_EXCERPT TO READ_:
I agree it won't be front and centre of anyone's campaign, but it will have to feature in the parties' manifestos.
We'll be able to read the manifestos and get a good impression of who is most ambitious on active travel.
You think so? I disagree, but I hope you're right.
This country has mostly been designed around using a car, this mode of living has to stop - it's very destructive and not sustainable.
You don't say?
Great work by Transport Action Network (TAN). The idea that active travel can possibly be something this government was supporting is a nonsense when you see what their plan for drivers meant - preventing local authorities from enforcing speed limits and LTNs by blocking access to DVLA data.
There seem to be an awful lot of instances of the government being "forced to disclose" something by the courts, and then only after a lot of expensive legal resistance funded with public money. I thought democracy meant the government was supposed to work for the people based on open information and argument for the public good. Surely I haven't been hopelessly naive!
I couldn't possibly say.

_RAW DATA_:
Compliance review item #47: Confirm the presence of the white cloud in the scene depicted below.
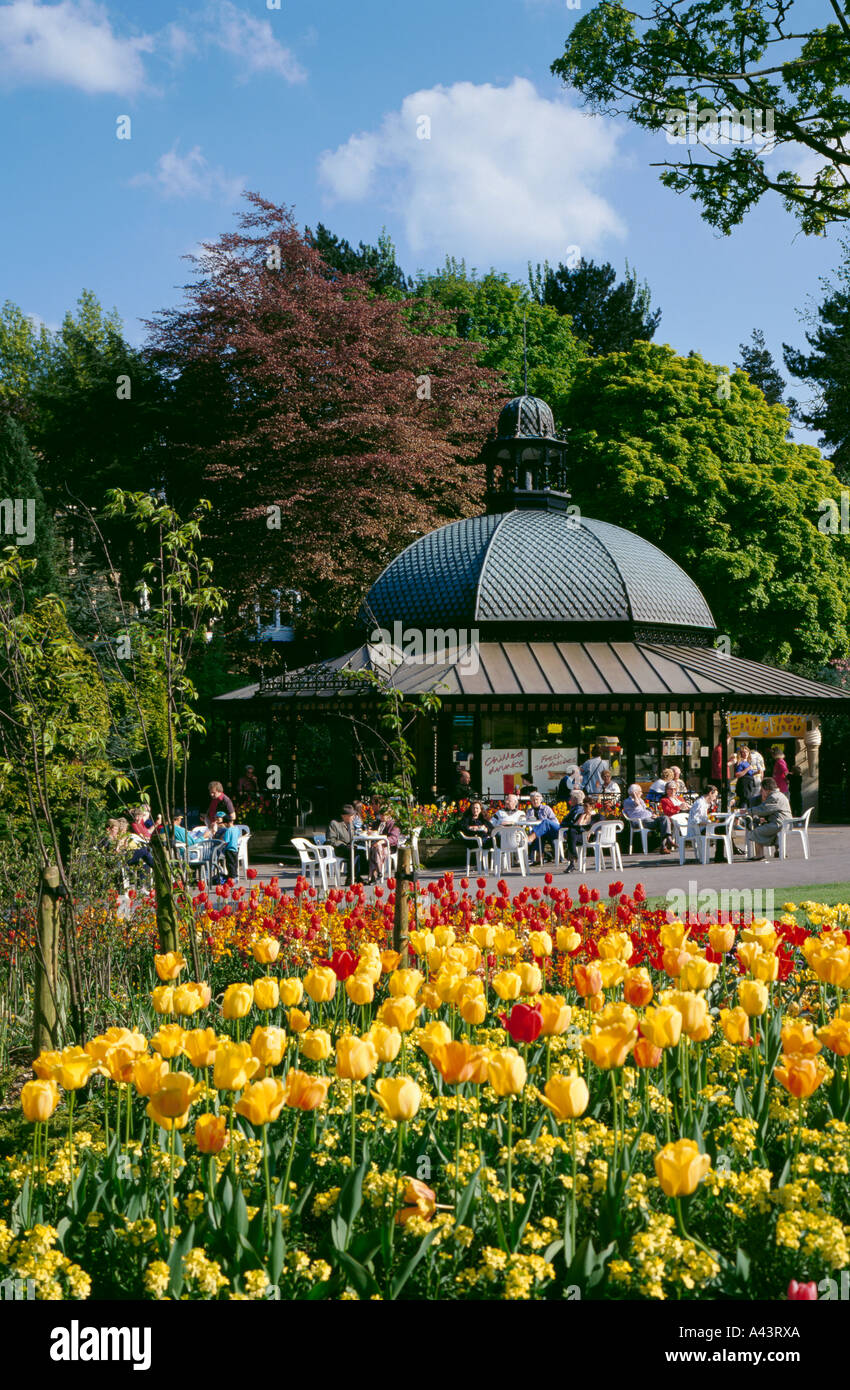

_TASK STATEMENT_: According to the active travel comment thread, how would the government's plan for drivers stop local authorities from enforcing speed limits and LTNs?

_EXERCISE ANSWER_: By blocking their access to DVLA data.